--- Begin ---

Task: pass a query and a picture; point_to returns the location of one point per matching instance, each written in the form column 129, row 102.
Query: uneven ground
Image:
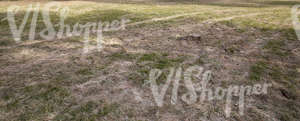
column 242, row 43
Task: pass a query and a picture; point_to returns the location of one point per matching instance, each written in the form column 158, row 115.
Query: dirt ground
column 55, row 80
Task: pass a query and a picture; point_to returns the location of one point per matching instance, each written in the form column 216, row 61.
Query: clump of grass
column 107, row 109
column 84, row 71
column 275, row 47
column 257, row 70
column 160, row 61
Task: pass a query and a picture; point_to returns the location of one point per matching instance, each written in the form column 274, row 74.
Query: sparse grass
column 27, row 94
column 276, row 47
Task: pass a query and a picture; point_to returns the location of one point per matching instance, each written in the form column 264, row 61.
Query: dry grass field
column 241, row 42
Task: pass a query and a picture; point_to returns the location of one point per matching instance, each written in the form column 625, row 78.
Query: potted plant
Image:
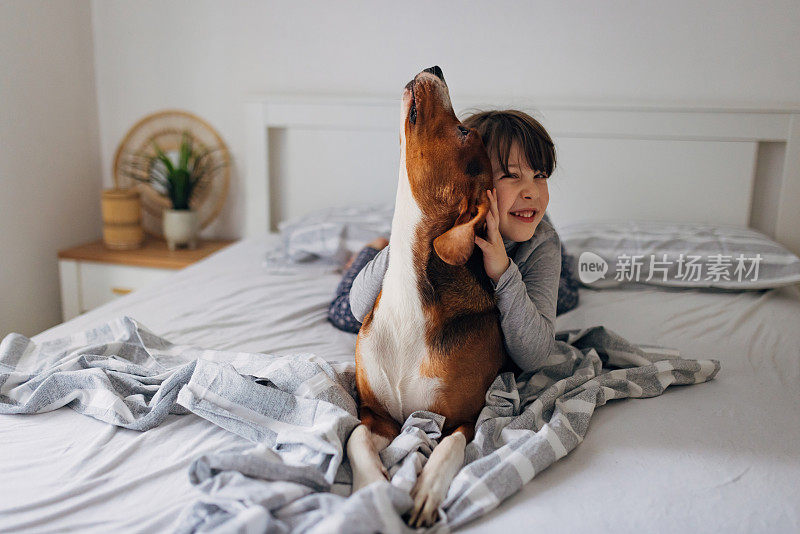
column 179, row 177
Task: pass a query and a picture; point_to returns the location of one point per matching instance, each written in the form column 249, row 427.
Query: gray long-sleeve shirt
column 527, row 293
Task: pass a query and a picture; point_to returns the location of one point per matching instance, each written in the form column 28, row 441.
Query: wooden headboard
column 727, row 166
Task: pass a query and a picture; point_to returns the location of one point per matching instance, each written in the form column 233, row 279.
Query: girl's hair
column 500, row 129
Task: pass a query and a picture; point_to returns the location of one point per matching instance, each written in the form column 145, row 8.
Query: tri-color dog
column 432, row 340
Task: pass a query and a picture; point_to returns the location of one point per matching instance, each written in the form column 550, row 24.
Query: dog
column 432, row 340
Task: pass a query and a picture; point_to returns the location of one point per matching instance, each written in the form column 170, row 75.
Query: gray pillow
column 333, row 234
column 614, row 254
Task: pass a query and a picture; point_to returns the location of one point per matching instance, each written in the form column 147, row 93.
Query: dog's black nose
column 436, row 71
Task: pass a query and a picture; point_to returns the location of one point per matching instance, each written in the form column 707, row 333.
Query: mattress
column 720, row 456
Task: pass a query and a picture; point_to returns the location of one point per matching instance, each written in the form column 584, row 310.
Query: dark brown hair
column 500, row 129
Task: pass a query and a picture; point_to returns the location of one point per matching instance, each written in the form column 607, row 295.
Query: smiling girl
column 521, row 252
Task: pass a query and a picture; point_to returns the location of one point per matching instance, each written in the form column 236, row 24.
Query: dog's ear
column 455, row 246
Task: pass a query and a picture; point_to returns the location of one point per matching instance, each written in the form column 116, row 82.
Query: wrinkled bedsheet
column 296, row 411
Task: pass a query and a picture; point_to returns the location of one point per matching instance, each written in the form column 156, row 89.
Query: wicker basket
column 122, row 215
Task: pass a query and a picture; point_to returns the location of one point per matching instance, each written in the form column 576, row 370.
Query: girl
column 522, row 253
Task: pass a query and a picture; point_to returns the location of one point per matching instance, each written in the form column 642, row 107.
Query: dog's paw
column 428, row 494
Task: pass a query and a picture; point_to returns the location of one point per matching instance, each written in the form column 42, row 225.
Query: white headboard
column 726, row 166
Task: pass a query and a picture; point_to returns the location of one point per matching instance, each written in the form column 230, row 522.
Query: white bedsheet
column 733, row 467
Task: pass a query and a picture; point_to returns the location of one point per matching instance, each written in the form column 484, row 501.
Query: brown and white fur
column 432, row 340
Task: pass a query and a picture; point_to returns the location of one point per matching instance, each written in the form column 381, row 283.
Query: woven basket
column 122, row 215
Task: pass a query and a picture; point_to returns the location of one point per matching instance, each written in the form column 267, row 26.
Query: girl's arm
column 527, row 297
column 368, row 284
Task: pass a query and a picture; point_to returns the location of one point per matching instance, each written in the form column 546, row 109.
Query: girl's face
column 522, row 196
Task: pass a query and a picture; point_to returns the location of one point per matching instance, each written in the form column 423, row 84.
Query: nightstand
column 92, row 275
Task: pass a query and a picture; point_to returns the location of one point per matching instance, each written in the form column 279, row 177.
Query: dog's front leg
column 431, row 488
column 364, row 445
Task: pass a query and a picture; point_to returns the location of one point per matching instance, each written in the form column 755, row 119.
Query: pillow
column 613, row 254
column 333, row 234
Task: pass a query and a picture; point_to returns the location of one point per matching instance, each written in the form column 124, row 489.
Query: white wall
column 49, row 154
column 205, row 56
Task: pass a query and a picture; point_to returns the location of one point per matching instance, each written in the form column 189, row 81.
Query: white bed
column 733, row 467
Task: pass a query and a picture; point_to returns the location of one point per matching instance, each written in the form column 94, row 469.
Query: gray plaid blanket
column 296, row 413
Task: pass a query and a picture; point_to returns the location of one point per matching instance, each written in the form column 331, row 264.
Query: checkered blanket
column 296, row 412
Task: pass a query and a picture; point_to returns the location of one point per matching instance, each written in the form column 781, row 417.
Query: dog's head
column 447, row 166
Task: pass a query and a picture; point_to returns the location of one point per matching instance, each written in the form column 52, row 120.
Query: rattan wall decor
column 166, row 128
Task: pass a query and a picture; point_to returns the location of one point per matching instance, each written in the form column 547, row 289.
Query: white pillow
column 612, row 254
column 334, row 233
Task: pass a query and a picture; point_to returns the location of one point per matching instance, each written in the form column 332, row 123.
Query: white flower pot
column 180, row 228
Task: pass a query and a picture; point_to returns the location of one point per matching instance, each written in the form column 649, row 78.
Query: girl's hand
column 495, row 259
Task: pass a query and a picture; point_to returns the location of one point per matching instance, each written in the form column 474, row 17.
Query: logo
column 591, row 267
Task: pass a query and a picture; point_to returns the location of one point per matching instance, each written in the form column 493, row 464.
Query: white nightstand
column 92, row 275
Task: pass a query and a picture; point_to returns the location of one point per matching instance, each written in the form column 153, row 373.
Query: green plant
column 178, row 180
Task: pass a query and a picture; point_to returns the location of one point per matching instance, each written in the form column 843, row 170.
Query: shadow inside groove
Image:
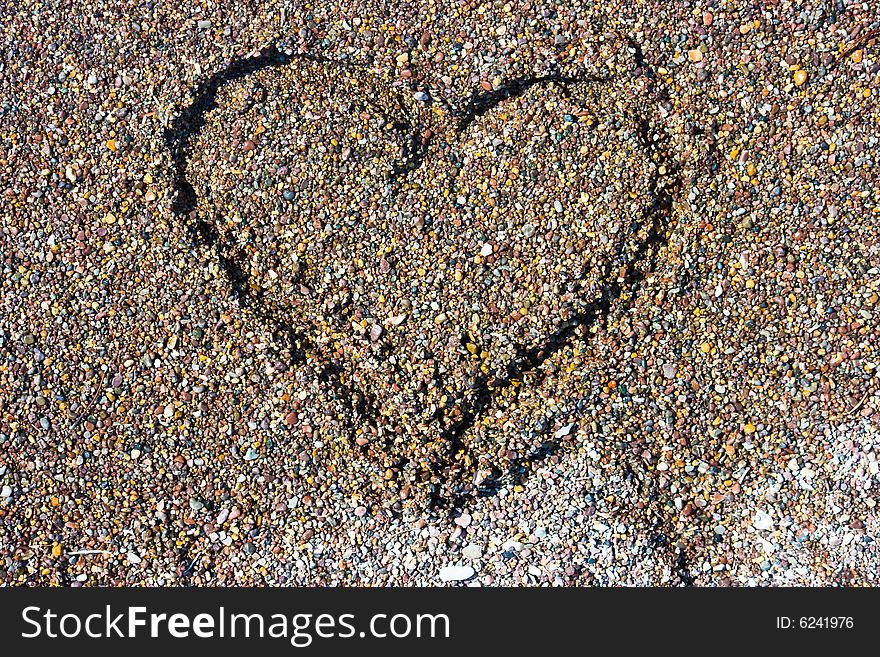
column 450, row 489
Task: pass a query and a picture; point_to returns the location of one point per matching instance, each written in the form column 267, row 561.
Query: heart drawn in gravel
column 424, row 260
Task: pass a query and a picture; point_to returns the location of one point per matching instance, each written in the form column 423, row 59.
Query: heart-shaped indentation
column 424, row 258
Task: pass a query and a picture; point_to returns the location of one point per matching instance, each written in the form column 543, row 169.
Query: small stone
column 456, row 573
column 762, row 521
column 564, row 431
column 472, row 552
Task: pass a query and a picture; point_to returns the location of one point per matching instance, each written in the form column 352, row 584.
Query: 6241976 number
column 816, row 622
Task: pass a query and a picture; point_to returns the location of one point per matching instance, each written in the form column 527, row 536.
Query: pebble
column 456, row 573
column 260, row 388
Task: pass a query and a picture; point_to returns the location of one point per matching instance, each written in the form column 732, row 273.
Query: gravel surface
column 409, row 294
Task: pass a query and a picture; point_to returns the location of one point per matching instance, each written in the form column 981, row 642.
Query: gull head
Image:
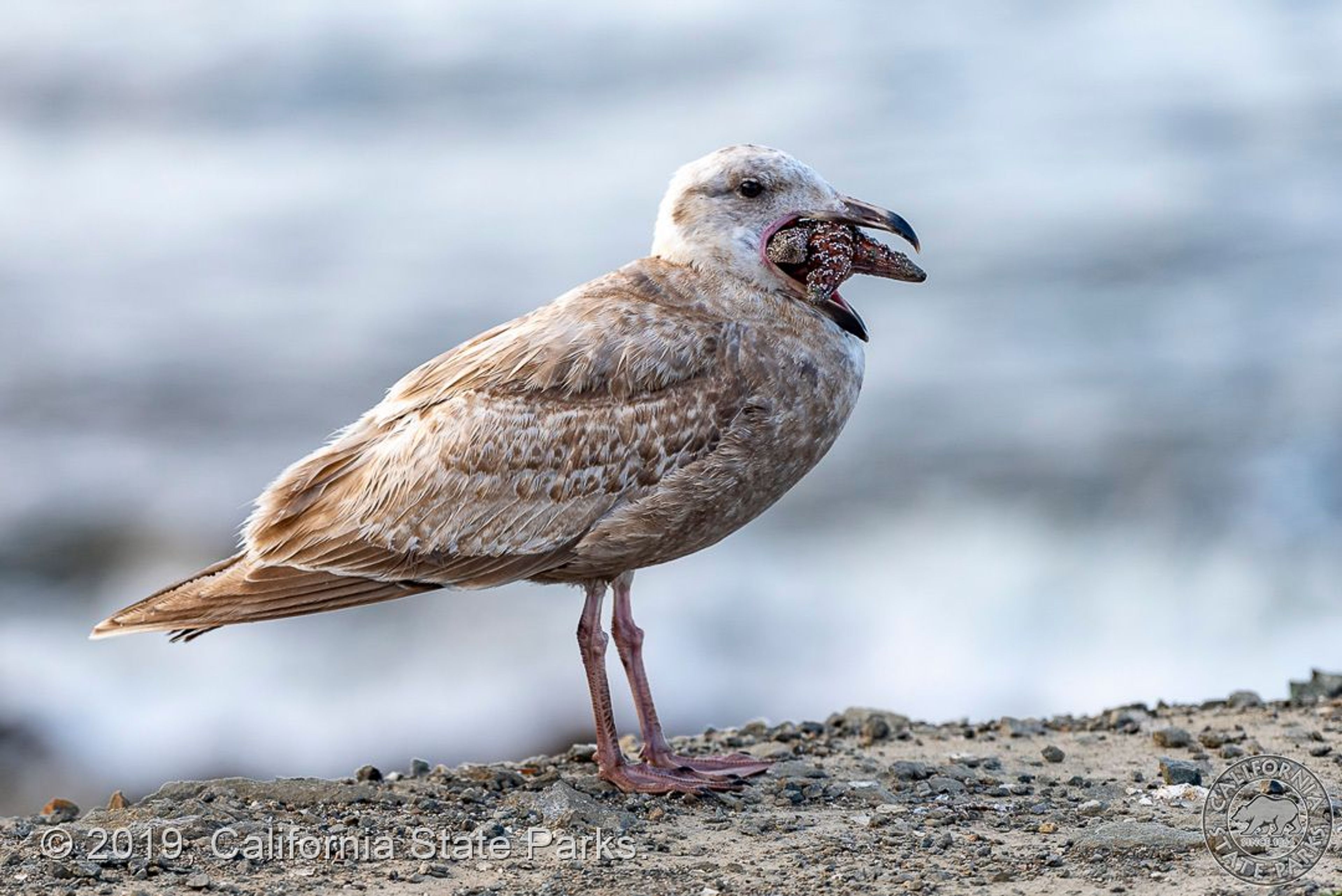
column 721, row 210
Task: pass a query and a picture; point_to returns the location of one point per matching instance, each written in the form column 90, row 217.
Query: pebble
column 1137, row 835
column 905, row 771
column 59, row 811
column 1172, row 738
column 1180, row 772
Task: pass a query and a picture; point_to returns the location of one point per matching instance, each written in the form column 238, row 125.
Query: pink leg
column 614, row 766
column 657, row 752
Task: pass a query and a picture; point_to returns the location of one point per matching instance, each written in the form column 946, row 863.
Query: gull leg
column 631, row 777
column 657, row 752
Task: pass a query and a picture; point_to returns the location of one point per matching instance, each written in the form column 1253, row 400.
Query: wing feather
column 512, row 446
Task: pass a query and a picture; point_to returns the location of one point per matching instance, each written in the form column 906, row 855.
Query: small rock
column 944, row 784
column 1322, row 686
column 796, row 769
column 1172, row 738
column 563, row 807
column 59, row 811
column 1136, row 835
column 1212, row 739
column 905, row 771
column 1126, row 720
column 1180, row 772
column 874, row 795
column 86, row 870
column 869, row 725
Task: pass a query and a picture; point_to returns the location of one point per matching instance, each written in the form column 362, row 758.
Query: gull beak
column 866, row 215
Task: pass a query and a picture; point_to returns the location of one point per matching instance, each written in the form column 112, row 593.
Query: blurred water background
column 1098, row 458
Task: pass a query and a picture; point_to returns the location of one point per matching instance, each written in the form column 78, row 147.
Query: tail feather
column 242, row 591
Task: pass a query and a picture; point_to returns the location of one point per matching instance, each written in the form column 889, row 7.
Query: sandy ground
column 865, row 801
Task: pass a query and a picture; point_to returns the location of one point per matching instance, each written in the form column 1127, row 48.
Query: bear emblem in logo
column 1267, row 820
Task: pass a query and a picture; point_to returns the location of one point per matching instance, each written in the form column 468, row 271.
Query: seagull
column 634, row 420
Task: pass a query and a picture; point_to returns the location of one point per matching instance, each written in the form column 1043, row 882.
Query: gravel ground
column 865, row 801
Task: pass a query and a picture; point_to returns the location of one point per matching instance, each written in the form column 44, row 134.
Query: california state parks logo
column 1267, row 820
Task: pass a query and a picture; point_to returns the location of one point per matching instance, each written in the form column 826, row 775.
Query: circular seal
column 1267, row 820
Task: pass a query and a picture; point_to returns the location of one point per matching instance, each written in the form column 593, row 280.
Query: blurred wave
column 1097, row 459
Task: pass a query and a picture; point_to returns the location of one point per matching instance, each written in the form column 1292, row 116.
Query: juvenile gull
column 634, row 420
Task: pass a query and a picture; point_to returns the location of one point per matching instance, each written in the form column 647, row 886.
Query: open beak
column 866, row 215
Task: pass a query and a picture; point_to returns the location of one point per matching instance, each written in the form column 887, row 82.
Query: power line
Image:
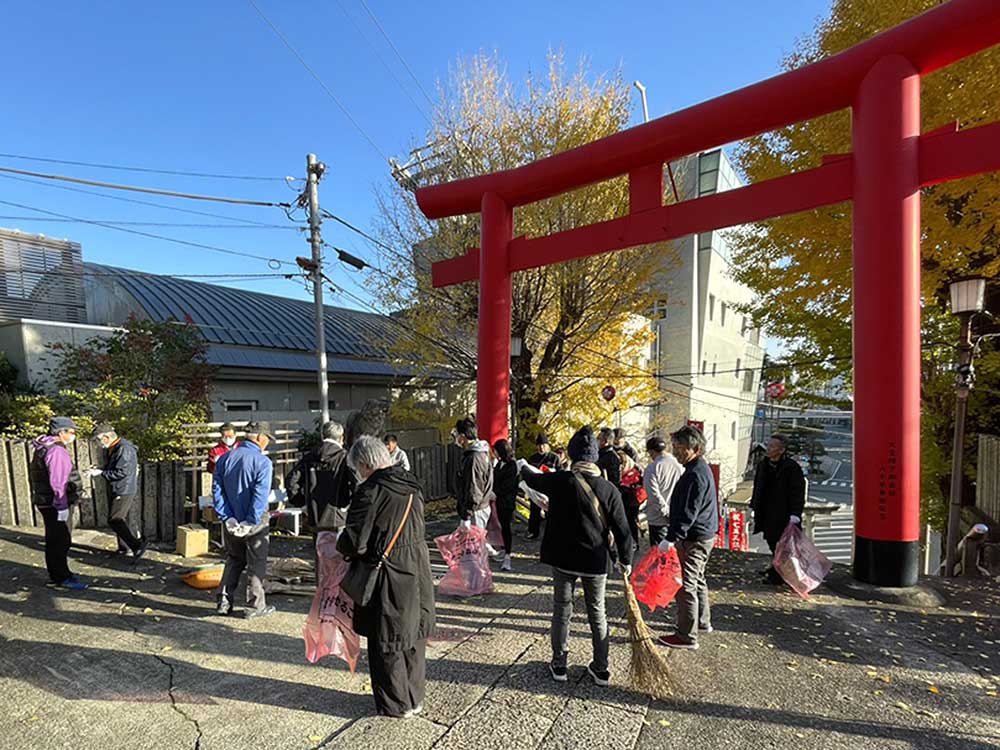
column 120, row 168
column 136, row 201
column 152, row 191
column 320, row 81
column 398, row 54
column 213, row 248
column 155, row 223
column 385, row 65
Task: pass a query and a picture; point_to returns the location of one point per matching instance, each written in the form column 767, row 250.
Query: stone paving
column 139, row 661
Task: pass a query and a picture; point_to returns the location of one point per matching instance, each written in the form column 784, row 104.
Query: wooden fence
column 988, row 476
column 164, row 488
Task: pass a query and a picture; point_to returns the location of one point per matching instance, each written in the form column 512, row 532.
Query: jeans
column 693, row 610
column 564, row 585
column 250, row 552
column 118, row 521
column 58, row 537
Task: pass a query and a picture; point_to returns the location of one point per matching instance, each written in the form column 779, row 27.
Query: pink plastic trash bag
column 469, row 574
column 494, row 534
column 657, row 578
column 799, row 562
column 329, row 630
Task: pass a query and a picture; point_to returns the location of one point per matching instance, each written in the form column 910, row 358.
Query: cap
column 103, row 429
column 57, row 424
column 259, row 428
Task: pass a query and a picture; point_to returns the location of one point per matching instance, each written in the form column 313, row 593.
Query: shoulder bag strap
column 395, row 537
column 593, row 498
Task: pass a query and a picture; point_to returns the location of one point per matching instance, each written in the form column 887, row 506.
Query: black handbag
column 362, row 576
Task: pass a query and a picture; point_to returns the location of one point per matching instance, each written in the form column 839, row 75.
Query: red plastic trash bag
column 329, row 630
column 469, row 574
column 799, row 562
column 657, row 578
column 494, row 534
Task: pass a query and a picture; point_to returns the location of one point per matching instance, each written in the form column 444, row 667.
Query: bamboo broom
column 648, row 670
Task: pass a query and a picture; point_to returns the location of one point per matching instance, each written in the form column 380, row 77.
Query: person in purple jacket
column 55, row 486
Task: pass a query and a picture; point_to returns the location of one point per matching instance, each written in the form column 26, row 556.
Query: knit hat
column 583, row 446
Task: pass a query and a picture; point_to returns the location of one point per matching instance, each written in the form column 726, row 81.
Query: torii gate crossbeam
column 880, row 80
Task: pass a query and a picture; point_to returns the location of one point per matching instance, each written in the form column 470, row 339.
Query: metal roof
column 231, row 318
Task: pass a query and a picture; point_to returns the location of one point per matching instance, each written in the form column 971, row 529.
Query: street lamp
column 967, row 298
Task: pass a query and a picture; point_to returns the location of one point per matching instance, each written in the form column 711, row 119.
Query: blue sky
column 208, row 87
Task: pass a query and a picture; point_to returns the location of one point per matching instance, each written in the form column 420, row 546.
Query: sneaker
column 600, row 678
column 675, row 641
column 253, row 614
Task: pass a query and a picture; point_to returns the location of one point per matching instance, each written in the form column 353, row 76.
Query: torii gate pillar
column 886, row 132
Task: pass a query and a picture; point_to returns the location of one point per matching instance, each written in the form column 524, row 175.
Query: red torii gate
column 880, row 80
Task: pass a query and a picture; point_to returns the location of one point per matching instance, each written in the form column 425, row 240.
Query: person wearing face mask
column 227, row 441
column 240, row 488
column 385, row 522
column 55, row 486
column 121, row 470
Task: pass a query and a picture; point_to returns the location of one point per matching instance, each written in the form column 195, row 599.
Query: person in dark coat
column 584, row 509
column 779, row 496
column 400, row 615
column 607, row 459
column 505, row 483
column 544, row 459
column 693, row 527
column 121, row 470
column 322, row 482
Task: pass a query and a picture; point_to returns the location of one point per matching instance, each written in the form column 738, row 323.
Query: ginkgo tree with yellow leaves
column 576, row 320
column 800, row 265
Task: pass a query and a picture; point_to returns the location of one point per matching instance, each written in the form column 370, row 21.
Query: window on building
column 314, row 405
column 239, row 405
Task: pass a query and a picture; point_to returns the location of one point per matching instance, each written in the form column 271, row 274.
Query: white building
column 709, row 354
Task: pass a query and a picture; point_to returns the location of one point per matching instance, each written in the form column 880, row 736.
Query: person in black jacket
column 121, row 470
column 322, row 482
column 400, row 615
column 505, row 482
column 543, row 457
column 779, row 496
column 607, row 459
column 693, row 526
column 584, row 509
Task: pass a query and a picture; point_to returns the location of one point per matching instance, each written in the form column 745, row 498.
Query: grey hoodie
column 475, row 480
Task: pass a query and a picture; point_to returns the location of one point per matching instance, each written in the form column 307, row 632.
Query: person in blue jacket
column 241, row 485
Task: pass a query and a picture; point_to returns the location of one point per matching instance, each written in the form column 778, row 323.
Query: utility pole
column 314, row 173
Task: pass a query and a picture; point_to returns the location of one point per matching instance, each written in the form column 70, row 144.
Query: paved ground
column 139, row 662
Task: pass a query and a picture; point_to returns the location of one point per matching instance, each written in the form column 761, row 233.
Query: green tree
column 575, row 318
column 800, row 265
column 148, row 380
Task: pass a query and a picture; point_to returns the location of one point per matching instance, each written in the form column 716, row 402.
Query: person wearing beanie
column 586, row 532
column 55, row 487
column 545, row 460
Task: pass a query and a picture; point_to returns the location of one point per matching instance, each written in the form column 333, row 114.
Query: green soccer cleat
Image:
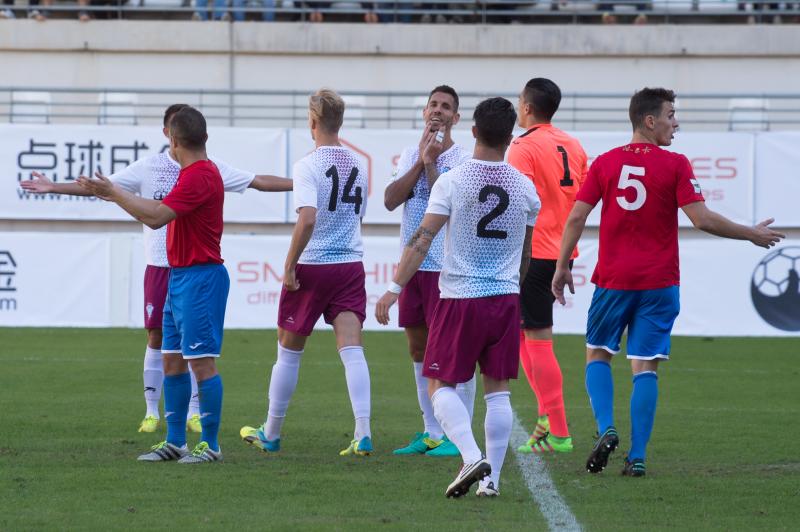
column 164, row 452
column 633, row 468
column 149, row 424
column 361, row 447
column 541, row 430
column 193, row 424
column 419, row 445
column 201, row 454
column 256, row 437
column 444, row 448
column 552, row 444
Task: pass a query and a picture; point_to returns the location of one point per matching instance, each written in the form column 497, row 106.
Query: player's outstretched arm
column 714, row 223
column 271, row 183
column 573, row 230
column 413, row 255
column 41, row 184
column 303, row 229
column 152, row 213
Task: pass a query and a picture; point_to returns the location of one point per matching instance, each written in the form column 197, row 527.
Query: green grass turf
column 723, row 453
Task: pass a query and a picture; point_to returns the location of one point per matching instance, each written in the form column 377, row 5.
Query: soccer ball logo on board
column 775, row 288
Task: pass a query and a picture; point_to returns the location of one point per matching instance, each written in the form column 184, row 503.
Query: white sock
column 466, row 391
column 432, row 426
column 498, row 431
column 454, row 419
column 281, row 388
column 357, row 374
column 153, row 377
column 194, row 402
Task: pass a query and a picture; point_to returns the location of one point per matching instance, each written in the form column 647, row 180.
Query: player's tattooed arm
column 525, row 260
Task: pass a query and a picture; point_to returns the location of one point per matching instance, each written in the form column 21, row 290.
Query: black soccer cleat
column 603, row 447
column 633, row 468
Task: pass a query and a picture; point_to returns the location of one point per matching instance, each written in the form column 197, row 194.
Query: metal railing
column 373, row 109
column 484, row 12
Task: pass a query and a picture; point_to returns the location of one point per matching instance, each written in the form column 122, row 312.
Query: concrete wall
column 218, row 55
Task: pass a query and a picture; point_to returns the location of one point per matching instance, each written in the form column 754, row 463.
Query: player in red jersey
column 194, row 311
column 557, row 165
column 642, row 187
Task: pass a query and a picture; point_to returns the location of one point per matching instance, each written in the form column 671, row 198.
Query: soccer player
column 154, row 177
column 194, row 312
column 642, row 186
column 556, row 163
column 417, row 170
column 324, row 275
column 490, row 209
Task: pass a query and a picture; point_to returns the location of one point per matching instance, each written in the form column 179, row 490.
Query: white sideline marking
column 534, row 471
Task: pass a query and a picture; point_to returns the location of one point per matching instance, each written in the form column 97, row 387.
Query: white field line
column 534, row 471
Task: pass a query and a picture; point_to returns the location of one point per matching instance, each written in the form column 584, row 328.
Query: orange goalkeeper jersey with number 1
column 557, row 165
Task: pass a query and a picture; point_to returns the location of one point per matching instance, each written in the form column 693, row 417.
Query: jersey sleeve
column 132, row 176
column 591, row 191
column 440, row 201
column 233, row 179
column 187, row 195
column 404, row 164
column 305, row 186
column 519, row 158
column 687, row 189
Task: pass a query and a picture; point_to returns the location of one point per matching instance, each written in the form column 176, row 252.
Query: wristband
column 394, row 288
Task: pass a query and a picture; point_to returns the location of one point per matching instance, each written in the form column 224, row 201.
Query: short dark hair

--- End ---

> SET TASK: Change "metal railing" to "steel handrail" in the stretch of data from the line containing "184, row 503." through the line containing "column 218, row 55", and give those lines again with nothing else altered.

> OUTPUT BELOW:
Task: pass a query and a picture; point_to returns the location of one point per matching instance, each written in the form column 184, row 503.
Query: white sock
column 466, row 391
column 432, row 426
column 498, row 431
column 454, row 419
column 281, row 388
column 357, row 374
column 153, row 377
column 194, row 402
Task: pass a query and a picture; point_to returns the location of one point per matching instance, each written in the form column 647, row 180.
Query: player's tattooed arm
column 525, row 260
Task: pass a query and a picture; point_to returns the location of one point per matching instance, each written in the form column 21, row 290.
Query: black soccer cleat
column 603, row 447
column 633, row 468
Task: pass a query and a picture; point_to returns the location of one point per matching instance, each written in the form column 197, row 194.
Query: steel handrail
column 373, row 109
column 484, row 12
Task: pass a query and a picture; point_to returns the location of one point per matching instance, each written in the form column 122, row 312.
Query: concrete wall
column 218, row 55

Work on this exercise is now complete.